- [DIRECTION]: Duplicate the records verbatim, beginning with the line containing "For every instance of the dormer" and ending with the line containing "[[111, 30], [96, 14], [8, 10]]", both lines included.

- [LISTED ENTRIES]:

[Start]

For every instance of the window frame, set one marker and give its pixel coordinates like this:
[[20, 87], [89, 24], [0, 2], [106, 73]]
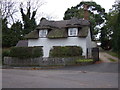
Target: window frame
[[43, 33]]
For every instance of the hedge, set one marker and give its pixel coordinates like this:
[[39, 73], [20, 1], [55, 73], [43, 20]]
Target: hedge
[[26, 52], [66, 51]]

[End]
[Start]

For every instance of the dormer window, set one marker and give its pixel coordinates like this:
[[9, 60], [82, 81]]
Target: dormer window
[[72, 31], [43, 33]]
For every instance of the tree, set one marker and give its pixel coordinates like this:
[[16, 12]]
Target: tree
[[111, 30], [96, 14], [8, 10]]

[End]

- [RESULT FOR THIS TASK]:
For every instance of the dormer window, set one marker and give its pixel coordinates like this:
[[9, 60], [82, 81]]
Target: dormer window
[[72, 31], [43, 33]]
For every instance of the tree, set one marker and give its pixel coordinates like this:
[[16, 12]]
Target: tree
[[111, 30], [96, 14], [8, 10]]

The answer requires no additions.